___ TRECHO DO DOCUMENTO ___

Formada exclusivamente por peças do acervo do poeta Murilo Mendes, a exposição reúne trabalhos de diversas linguagens, do óleo sobre tela ao desenho, passando pela gravura, a arte abstrata, chegando até à optical art. A abrangência de técnicas, em alguma medida, é explicada pelo corte temporal da curadoria. As obras mais antigas datam de 1930, enquanto as mais novas são de 1968.

            Como destaca o próprio Murilo Mendes no artigo “O Impasse da Pintura” para a publicação Ariel, em outubro 1931, diante da invenção da fotografia e do cinema os artistas tiveram que abrir “as válvulas da imaginação, e se fizeram todas as combinações possíveis de formas, cores e assuntos”.

Abrindo a exposição estão obras de Ismael Nery, Candido Portinari, Oswaldo Goeldi e Guignard. Do primeiro artista, grande amigo e influenciador de Murilo Mendes, a mostra exibe seu “Croqui para Capa de Livro”, trabalho surrealista e metafísico, no qual o par de olhos da figura central está à mesma altura, mas em planos diversos. Um olho mira aquilo que está a sua frente, e o segundo parece olhar a si mesmo. A dimensão objetiva e subjetiva do ser humano e a visão da carne e do espírito estão simbolizadas no jogo de tons mais claros e escuros da figura e no choque de perspectivas.

___

_INSTRUÇÕES DAS TAREFAS_:
a. Responda às perguntas a seguir com base no texto sobre a exposição do acervo de Murilo Mendes.
(i) De que ano são as obras mais antigas da exposição?
(ii) Em que publicação saiu o artigo "O Impasse da Pintura"?
(iii) Qual obra de Ismael Nery a mostra exibe?
b. Retome o texto sobre a exposição do acervo de Murilo Mendes a partir da última frase e dê continuidade a ele.
Os dados abaixo provêm de outra fonte.

___ DADOS FORNECIDOS ___

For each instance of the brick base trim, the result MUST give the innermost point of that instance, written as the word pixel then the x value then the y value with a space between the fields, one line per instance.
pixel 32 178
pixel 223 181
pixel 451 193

___

_RESPOSTAS_:
a.
(i) 1930.
(ii) Na publicação Ariel.
(iii) "Croqui para Capa de Livro".

b.
Esse é o único original do artista que está na mostra. As demais obras de sua autoria, que pertencem ao MAMM,  aparecem em reproduções, mas por uma boa razão: os originais estão emprestados ao Museu de Arte Moderna de São Paulo, para uma exposição em homenagem ao artista, que estará em cartaz a partir de abril.

De Portinari, além do retrato de Murilo Mendes, há outros dois trabalhos em exposição, uma litografia e um nanquim. Em ambos a figura central é a da mulher cujo corpo se confunde com a paisagem, envolta em névoa. O nanquim, com a imagem feminina a carregar dois peixes, foi estampado no interior da primeira edição do livro “As Metamorfoses”, de Murilo.

Da seção dedicada a Goeldi, destaca-se a maestria da técnica da gravura, no tom soturno do artista para o qual tudo é noite. Os temas são variados. O cenário urbano aparece tanto em “O ladrão” quanto numa obra sem título que retrata uma cidade envolta em elementos rurais, como o carro de boi e as montanhas do entorno. Noutro trabalho, mulheres nuas, a sorrir e a escancarar o sexo e os seios, num ambiente que insinua ser um prostíbulo ou algo do gênero. A última peça da seção traz certo humor peculiar: um macaco segurando pelo rabo o cartaz das festas de “Boa Entrada, Rio 1933”. De Guignard, dois retratos: o de Murilo Mendes e o de Ismael Nery.
No corredor seguinte, duas paredes se complementam. De um lado, obras de Flávio de Carvalho, Genaro Vidal, Henrique Boese, Geraldo de Barros e Darcy Penteado. Começando pela “Cabeça do Poeta”, desenhada em grafite por Carvalho, segue-se o trabalho dos demais, que usam a técnica do guache, às vezes misturado a outros elementos, ilustrando figuras humanas, objetos e imagens abstratas, mas nunca de forma convencional.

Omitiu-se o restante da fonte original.